ALLA SCUOLA NON SI APPLICA IL FAMOSO "COSTO ZERO"
di MARCO ROSSI-DORIA*

QUARANT'ANNI fa la nostra Repubblica applicava finalmente il dettato costituzionale e rendeva obbligatoria l'istruzione fino al quattordicesimo anno di età, unendo, così, i nostri ragazzi, di ogni ceto sociale, in un'unica scuola media, alla fine della quinta elementare. Prima non era così: terminata la quinta, a dieci o undici anni, o si andava alla scuola media propedeutica al liceo o c'era un breve avviamento indirizzato al lavoro o la scuola finiva lì e i ragazzini, per lo più, andavano a lavorare senza alcuna qualifica mentre le ragazzine aiutavano ad allevare i fratellini e le sorelline e a governare la casa.
Come avviene nei sistemi di istruzione di tutto il mondo, il prolungamento dell'obbligo alle medie ebbe un virtuoso effetto di traino sulle elementari, tanto che, nel volgere di tre lustri, fu eliminata la dispersione scolastica infantile e, invece, ebbe un effetto più lento per l'adolescenza.
Più in generale, quella riforma contribuì a fare della scuola pubblica statale il più potente fattore di promozione sociale e dei diritti delle persone nella storia del nostro Paese: le bambine incominciarono a studiare tutte e a rompere il destino segnato dal genere, cadde il tasso di lavoro e sfruttamento minorili, si qualificò enormemente il lavoro soprattutto nelle aree forti d'Italia, i tassi di alfabetizzazione diffusa salirono in percentuali macroscopiche, potenziando la cittadinanza attiva degli italiani.

Dati salvati
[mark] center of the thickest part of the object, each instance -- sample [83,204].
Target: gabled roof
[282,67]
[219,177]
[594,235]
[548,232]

> [Compito 1]
In base al testo sulla riforma della scuola, spiega in una o due frasi perché nel giro di tre lustri scomparve la dispersione scolastica infantile.
> [Compito 2]
Secondo il testo sulla riforma della scuola, fino a quale età la Repubblica rese obbligatoria l'istruzione quarant'anni fa?
> [Compito 3]
Scrivi il seguito del testo sulla riforma della scuola, partendo subito dopo la sua ultima frase.
I record non hanno alcun legame con il testo fornito.

> [Risposta 1]
Estendere l'obbligo alla scuola media ebbe un effetto di traino sulle elementari, come succede nei sistemi di istruzione di tutto il mondo. Per questo la dispersione scolastica infantile fu eliminata nel giro di tre lustri.

> [Risposta 2]
Fino al quattordicesimo anno di età.

> [Risposta 3]
Ma, come ovunque, la riforma creò anche formidabili resistenze nella parte conservatrice della società e tra i docenti meno propensi a cambiare e che continuarono, a lungo, a escludere, di fatto, i figli di operai, contadini e poveri, come denunciò Don Milani. Oggi continua ancora la lotta al lavoro minorile e la battaglia per conquistare alla scuola quel 7% di adolescenti che non finiscono nemmeno la scuola media e quel 15% che non segue il nuovissimo obbligo a 16 anni, in molte aree metropolitane di forte esclusione sociale del nostro Paese.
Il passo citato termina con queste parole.